**GIVEN DATA**.

+--

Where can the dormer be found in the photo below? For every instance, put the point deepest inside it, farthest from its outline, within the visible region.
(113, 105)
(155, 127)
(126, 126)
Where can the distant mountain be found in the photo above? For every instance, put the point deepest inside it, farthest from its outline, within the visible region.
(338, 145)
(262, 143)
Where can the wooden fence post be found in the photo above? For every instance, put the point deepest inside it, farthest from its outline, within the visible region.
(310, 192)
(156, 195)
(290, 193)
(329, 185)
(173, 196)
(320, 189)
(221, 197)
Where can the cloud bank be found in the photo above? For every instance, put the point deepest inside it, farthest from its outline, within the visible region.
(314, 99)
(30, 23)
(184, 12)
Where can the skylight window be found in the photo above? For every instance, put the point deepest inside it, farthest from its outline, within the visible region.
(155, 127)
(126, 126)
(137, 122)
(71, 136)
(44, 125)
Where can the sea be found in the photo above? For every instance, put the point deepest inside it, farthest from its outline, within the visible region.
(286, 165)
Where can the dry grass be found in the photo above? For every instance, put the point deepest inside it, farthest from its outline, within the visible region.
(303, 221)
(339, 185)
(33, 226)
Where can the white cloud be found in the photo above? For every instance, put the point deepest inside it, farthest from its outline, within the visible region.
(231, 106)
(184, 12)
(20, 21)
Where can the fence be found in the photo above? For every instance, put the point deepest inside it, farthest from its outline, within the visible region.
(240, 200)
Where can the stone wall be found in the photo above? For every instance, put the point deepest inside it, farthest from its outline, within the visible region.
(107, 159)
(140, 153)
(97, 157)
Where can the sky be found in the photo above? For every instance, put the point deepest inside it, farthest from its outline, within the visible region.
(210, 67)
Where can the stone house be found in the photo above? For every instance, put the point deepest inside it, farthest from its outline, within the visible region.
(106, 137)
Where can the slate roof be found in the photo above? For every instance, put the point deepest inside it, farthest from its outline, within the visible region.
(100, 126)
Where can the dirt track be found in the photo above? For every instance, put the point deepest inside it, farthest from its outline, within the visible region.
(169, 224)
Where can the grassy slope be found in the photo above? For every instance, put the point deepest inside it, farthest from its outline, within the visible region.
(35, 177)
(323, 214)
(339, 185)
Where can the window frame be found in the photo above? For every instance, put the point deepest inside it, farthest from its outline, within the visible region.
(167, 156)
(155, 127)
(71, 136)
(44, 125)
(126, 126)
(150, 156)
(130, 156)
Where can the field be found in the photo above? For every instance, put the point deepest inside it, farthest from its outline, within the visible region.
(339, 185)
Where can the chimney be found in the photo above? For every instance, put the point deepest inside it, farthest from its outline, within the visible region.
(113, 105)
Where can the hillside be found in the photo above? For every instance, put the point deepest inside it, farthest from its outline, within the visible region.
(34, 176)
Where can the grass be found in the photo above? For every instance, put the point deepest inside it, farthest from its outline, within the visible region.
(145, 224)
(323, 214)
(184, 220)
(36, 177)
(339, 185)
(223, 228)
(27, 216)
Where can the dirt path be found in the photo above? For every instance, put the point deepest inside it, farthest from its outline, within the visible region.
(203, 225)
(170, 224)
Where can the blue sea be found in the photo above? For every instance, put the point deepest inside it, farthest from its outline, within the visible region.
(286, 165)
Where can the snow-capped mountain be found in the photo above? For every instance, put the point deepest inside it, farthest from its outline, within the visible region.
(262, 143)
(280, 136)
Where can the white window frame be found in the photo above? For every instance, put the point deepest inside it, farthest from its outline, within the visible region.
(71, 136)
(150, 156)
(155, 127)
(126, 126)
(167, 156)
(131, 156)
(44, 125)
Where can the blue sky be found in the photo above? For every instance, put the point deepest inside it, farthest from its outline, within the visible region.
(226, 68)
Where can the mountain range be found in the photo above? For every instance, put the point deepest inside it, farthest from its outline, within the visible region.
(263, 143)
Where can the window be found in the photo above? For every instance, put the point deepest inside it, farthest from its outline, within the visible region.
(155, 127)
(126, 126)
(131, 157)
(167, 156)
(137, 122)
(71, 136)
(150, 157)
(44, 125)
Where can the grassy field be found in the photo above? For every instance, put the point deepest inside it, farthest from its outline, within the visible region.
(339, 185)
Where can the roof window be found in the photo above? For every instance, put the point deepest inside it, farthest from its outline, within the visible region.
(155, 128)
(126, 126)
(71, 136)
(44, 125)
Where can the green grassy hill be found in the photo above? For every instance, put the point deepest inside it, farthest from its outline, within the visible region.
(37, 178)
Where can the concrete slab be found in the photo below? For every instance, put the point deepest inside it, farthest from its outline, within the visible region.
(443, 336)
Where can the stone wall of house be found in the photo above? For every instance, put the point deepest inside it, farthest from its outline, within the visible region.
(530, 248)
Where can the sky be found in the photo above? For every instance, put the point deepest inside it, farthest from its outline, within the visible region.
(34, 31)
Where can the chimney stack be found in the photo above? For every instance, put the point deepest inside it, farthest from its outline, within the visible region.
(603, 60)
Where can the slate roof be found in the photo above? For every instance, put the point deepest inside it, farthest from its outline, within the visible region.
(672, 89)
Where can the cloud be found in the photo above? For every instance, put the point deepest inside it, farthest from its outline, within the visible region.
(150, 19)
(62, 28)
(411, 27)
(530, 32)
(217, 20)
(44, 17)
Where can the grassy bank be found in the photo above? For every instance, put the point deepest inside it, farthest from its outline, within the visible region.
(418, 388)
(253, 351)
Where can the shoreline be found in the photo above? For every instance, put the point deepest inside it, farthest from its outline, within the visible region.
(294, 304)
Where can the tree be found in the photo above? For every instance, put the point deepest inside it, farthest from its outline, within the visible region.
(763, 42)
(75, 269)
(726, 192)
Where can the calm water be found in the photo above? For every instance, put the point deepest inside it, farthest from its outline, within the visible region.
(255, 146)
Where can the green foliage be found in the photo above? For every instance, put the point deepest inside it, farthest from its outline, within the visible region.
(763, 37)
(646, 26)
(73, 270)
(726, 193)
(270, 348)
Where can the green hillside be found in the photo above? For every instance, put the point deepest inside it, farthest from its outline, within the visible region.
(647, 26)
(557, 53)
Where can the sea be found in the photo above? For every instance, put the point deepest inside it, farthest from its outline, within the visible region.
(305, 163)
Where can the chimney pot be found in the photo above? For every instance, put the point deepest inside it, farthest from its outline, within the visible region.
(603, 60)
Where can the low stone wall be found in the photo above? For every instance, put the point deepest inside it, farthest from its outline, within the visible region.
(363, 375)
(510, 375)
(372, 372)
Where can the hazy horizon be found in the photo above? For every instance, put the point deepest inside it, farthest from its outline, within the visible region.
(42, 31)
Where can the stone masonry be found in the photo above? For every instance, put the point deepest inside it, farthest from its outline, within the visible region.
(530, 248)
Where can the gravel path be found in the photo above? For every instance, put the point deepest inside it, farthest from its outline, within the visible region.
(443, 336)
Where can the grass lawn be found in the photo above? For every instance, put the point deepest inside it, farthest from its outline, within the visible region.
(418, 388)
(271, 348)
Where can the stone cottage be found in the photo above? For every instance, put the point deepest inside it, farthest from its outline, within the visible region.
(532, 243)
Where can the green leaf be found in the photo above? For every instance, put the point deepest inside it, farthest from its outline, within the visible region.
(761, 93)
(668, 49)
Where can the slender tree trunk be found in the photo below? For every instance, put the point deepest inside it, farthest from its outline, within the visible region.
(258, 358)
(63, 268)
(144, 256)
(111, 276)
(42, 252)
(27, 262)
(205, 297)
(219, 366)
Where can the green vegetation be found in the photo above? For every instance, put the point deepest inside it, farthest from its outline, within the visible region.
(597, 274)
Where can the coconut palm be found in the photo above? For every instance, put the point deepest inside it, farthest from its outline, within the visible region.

+--

**REQUIREMENT**. Convert every one of the records above into a numbered list, one line per item, and omit any blank lines.

**FINAL RESULT**.
1. Where can the dormer be found in the photo below? For every instance, put the point deepest inside it, farthest from its outline, within the visible region.
2. (113, 105)
3. (155, 127)
4. (126, 126)
5. Where can the distant mountain be found in the photo above? For every instance, put the point deepest inside it, farthest from its outline, within the visible region.
6. (338, 145)
7. (262, 143)
8. Where can the wooden fence post be found in the photo above? For every instance, put the point deepest inside it, farthest from its outline, within the visible region.
9. (310, 192)
10. (156, 195)
11. (290, 193)
12. (329, 185)
13. (173, 196)
14. (320, 189)
15. (221, 197)
16. Where can the cloud bank be found in the photo above? For every instance, put the point deepest inside it, farthest from its outline, within the visible region.
17. (314, 99)
18. (30, 23)
19. (184, 12)
20. Where can the skylight window be found in the photo above? For every instance, put the point deepest inside it, farthest from its outline, within the visible region.
21. (155, 127)
22. (126, 126)
23. (137, 122)
24. (71, 136)
25. (44, 125)
26. Where can the sea be found in the photo above? For every instance, put the point deepest inside it, farthest from its outline, within the visible region.
27. (286, 165)
28. Where can the dry grass be found in the photo above? For every instance, put the point deepest inside it, farthest from its outline, within the visible region.
29. (303, 221)
30. (339, 185)
31. (33, 226)
32. Where can the white cloud be found in the photo above? For every instance, put the point deepest inside it, farthest from its outline, within the visible region.
33. (231, 106)
34. (184, 12)
35. (20, 21)
36. Where can the fence be found in the photo above? For every instance, put the point deepest inside it, farthest from its outline, within the visible region.
37. (240, 200)
38. Where can the stone wall be found in the photo above? For every instance, put the point deepest inside it, farthest from its outline, within the visible region.
39. (107, 159)
40. (140, 153)
41. (97, 157)
42. Where can the sky be found in the photo above? For every instance, put the point deepest inside it, farthest from its outline, within the visible region.
43. (210, 67)
44. Where can the stone house be found in the photo above? For every instance, put the point deepest inside it, farthest from its outline, within the visible region.
45. (106, 137)
46. Where can the slate roof be found in the photo above? For every instance, put the point deepest inside it, farthest from its outline, within the visible region.
47. (100, 126)
48. Where can the dirt track be found in the photo above? For every instance, put the point deepest inside it, farthest from its outline, within the visible region.
49. (169, 224)
50. Where can the grassy slope be found in the photo above? For every instance, put the point deepest inside it, farthest from its outline, within the visible region.
51. (35, 177)
52. (323, 214)
53. (339, 185)
54. Where can the window frame be found in the photo above? For every instance, put the point deepest inside it, farthest from its outline, within the visible region.
55. (167, 156)
56. (155, 127)
57. (71, 136)
58. (44, 125)
59. (126, 126)
60. (150, 156)
61. (130, 156)
62. Where can the field be found in the photo above? For every instance, put the point deepest inside it, farthest from its outline, within the visible region.
63. (339, 185)
64. Where can the chimney be found in the photo above? For every instance, put the point deepest inside it, farthest from its outline, within the visible region.
65. (113, 105)
66. Where can the hillside be found in the photo above? For every instance, put the point deepest inside it, farthest from its outline, within the visible region.
67. (34, 176)
68. Where can the grass be found in the photo above? For every instance, put the point deepest inside it, farthest from its outline, within the visible region.
69. (145, 224)
70. (323, 214)
71. (184, 220)
72. (36, 177)
73. (339, 185)
74. (223, 228)
75. (27, 216)
76. Where can the dirt path be found in the photo above? For every instance, put the point deepest inside it, farthest from its outline, within the visible region.
77. (203, 225)
78. (170, 224)
79. Where can the blue sea be found in the photo above? For every instance, put the point deepest inside it, farthest from its outline, within the visible region.
80. (286, 165)
81. Where can the snow-capped mountain be found in the photo above? For every instance, put the point deepest inside it, farthest from its outline, within the visible region.
82. (262, 143)
83. (280, 136)
84. Where can the white window frame be found in the photo above? For every instance, put the point deepest inside it, farthest from its outline, within the visible region.
85. (71, 136)
86. (150, 156)
87. (155, 127)
88. (126, 126)
89. (167, 156)
90. (131, 156)
91. (44, 125)
92. Where can the blue sky be found in the photo above? For every instance, put the point deepest inside it, farthest from its outline, within the visible region.
93. (226, 68)
94. Where can the mountain range be found in the photo above? For every instance, put the point deepest inside it, farthest from its outline, within the visible region.
95. (263, 143)
96. Where can the window be found in the photo above? For every instance, put the point deepest inside it, farthest from its outline, within the visible region.
97. (155, 127)
98. (126, 126)
99. (131, 157)
100. (167, 156)
101. (137, 122)
102. (71, 136)
103. (150, 157)
104. (44, 125)
105. Where can the grassy field be found in the photo above? For every instance, put the point deepest inside it, farthest from its outline, within the visible region.
106. (339, 185)
107. Where can the roof window be found in the photo above? For every instance, put the point deepest inside it, farthest from its outline, within the visible region.
108. (155, 128)
109. (126, 126)
110. (71, 136)
111. (44, 125)
112. Where can the green grassy hill be found in the photo above? For every instance, put the point deepest inside it, farthest from its outline, within the visible region.
113. (37, 178)
114. Where can the concrete slab be found in the photo below? For every instance, put the point deepest inside it, farthest from its outline, within the visible region.
115. (443, 336)
116. Where can the stone wall of house be found in the photo above? For every instance, put the point deepest inside it, farthest from its outline, within the visible region.
117. (530, 248)
118. Where can the sky be found in the photo above? For every instance, put the point deepest inside it, farthest from its outline, within the visible region.
119. (34, 31)
120. Where can the chimney stack be found in the photo above? For every instance, put the point deepest inside it, farthest from its outline, within the visible region.
121. (603, 60)
122. Where can the slate roof be found in the photo above? For every instance, put the point deepest inside it, farthest from its outline, within the visible region.
123. (672, 89)
124. Where can the cloud be found in the photo above? For every instance, put the point deepest inside it, farthest from its outline, within the visible region.
125. (150, 19)
126. (62, 28)
127. (411, 27)
128. (530, 32)
129. (217, 20)
130. (44, 17)
131. Where can the grassy bank be found in the photo above? For every instance, put the point deepest inside it, farthest from its outline, within the visible region.
132. (418, 388)
133. (253, 351)
134. Where can the shoreline be found in the photo above? For every instance, put the point deepest inside it, farthest from its outline, within the visible region.
135. (294, 304)
136. Where can the tree be found in the photo above? For every instance, put the point deepest inside it, farthest from its outline, within the visible region.
137. (763, 42)
138. (75, 269)
139. (726, 192)
140. Where can the calm water be found in the photo above? For every instance, put the point deepest inside it, farthest from its outline, within the visible region.
141. (255, 146)
142. Where can the green foliage be found in the photo above? For every instance, put the point deepest inside it, farthest from its outline, within the visible region.
143. (763, 37)
144. (646, 26)
145. (73, 270)
146. (726, 193)
147. (270, 348)
148. Where can the green hillside be found in the photo above? For every instance, put the point deepest inside it, farthest from its outline, within the visible region.
149. (647, 26)
150. (557, 53)
151. Where can the sea be found in the photo above? For every instance, put the point deepest inside it, farthest from its outline, within the visible region.
152. (305, 163)
153. Where can the chimney pot be found in the photo above? For every instance, put the point deepest inside it, farthest from its outline, within the visible region.
154. (603, 60)
155. Where can the low stone wall be found in the photo above? For every instance, put the point deepest inside it, farthest from its outline, within the visible region.
156. (363, 375)
157. (510, 375)
158. (372, 372)
159. Where can the hazy horizon be found in the photo above? For every instance, put the point deepest inside it, farthest from its outline, within the visible region.
160. (42, 31)
161. Where can the stone masonry be found in the photo above? For every instance, put the point deepest inside it, farthest from its outline, within the visible region.
162. (530, 248)
163. Where can the gravel path be found in the photo above? For every instance, put the point deepest inside it, farthest from its outline, within the visible region.
164. (443, 336)
165. Where can the grass lawn be found in the photo above? For every instance, put the point deepest inside it, farthest from its outline, within the visible region.
166. (418, 388)
167. (271, 348)
168. Where can the stone cottage be found in the photo above? For every instance, put the point deepest inside it, farthest from its outline, within the visible region.
169. (532, 243)
170. Where can the green leaf be found in the photo above? For every instance, put the point deepest inside it, farthest from its outline, within the visible region.
171. (761, 93)
172. (668, 49)
173. Where can the slender tree trunk be found in the photo below? For every instance, put the point deepest inside it, farthest from its outline, within the visible region.
174. (258, 358)
175. (63, 268)
176. (144, 256)
177. (111, 276)
178. (42, 252)
179. (27, 262)
180. (205, 297)
181. (219, 366)
182. Where can the green vegetation be found in the photo above? For every instance, put the point deepest inside it, farthest from its outline, within the visible region.
183. (597, 274)
184. Where can the coconut palm be found in the photo above? For every instance, put the point deepest inside it, farthest from its outline, within the visible region.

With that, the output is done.